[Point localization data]
☆ ☆ ☆ ☆ ☆ ☆ ☆

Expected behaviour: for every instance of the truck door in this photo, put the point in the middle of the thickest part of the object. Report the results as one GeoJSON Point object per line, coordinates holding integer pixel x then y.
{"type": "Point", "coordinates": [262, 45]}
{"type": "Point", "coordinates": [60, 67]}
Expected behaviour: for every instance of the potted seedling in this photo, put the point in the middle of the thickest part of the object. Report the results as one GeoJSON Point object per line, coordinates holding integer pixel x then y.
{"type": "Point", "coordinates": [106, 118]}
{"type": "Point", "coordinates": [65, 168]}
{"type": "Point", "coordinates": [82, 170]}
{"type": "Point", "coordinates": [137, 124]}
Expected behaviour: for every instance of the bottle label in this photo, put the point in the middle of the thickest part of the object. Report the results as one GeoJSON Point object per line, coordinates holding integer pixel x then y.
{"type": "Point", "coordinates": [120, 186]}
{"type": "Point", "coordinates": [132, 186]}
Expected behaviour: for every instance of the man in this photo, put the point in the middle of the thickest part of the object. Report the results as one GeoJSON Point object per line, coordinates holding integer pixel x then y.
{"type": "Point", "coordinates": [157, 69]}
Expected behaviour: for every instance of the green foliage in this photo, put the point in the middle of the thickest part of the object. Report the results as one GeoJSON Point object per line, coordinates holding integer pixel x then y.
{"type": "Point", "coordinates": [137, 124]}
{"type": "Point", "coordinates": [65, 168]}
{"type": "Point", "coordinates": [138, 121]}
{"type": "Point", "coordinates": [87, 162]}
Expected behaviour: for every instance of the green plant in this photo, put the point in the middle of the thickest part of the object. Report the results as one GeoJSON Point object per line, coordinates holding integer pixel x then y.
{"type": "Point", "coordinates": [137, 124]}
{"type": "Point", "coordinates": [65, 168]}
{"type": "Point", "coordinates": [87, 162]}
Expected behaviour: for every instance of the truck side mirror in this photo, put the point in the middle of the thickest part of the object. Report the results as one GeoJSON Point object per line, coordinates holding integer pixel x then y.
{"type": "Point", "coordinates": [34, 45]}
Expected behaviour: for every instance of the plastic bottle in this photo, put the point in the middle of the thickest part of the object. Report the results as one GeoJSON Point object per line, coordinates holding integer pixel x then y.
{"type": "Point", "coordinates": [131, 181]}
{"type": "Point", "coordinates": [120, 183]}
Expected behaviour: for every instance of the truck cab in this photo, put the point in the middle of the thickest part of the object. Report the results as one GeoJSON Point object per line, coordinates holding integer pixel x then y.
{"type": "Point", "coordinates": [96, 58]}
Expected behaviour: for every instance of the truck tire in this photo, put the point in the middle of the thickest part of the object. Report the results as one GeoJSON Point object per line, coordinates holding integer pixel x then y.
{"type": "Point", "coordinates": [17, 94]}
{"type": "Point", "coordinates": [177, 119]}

☆ ☆ ☆ ☆ ☆ ☆ ☆

• Work request: Go through the records above and retype each one exactly.

• Result for this exercise:
Expected behaviour: for every instance of the truck door in this photo, put the point in the middle of the thickest part of the object. Report the results as one GeoJSON Point object per line, coordinates holding integer pixel x then y.
{"type": "Point", "coordinates": [262, 45]}
{"type": "Point", "coordinates": [60, 67]}
Expected behaviour: for every instance of the potted seedling in this photo, put the point in the middle of the thickest part of the object. Report the results as one GeoJSON Point object per line, coordinates holding integer pixel x then y.
{"type": "Point", "coordinates": [106, 118]}
{"type": "Point", "coordinates": [65, 168]}
{"type": "Point", "coordinates": [82, 170]}
{"type": "Point", "coordinates": [137, 124]}
Expected behaviour: for every instance of the bottle label in this photo, put the point in the middle of the thickest part of the object. Report the results as one GeoJSON Point object per line, coordinates holding integer pixel x then y.
{"type": "Point", "coordinates": [120, 186]}
{"type": "Point", "coordinates": [132, 186]}
Expected behaviour: for every instance of the man in this photo, put the point in the middle of the thickest part of the object. Report the results as one GeoJSON Point object per line, coordinates holding integer pixel x then y.
{"type": "Point", "coordinates": [157, 69]}
Expected behaviour: for every instance of the green foliage in this photo, put the point in the middle of the thickest part of the object. Report the results as one GeoJSON Point object per line, coordinates holding integer pixel x then y.
{"type": "Point", "coordinates": [137, 124]}
{"type": "Point", "coordinates": [65, 168]}
{"type": "Point", "coordinates": [138, 121]}
{"type": "Point", "coordinates": [87, 162]}
Expected behaviour: for every instance of the green plant in this photo, put the point in the middle of the thickest part of the object. Report the results as one GeoJSON Point object per line, coordinates holding integer pixel x then y.
{"type": "Point", "coordinates": [137, 124]}
{"type": "Point", "coordinates": [65, 168]}
{"type": "Point", "coordinates": [87, 162]}
Expected behaviour: for every instance of the truck side mirror in this photo, put the point in the middle of the thickest part of the object. Report the results as one GeoJSON Point object per line, coordinates holding integer pixel x then y.
{"type": "Point", "coordinates": [34, 45]}
Expected behaviour: for every instance of the plastic bottle in this photo, put the point in the middle of the thickest part of the object. Report the results as one GeoJSON Point object per line, coordinates holding integer pixel x then y.
{"type": "Point", "coordinates": [131, 181]}
{"type": "Point", "coordinates": [120, 183]}
Expected behaviour: for every instance of the truck cab in this photo, put the point in the middle of the thickest part of the object. Report the results as one GeoJSON Point object per line, coordinates holding integer pixel x then y.
{"type": "Point", "coordinates": [96, 58]}
Expected behaviour: for every instance of the truck tire in this photo, put the point in the middle of the thickest part of the object. Report the results as one GeoJSON Point object per line, coordinates holding integer pixel x then y.
{"type": "Point", "coordinates": [17, 94]}
{"type": "Point", "coordinates": [177, 119]}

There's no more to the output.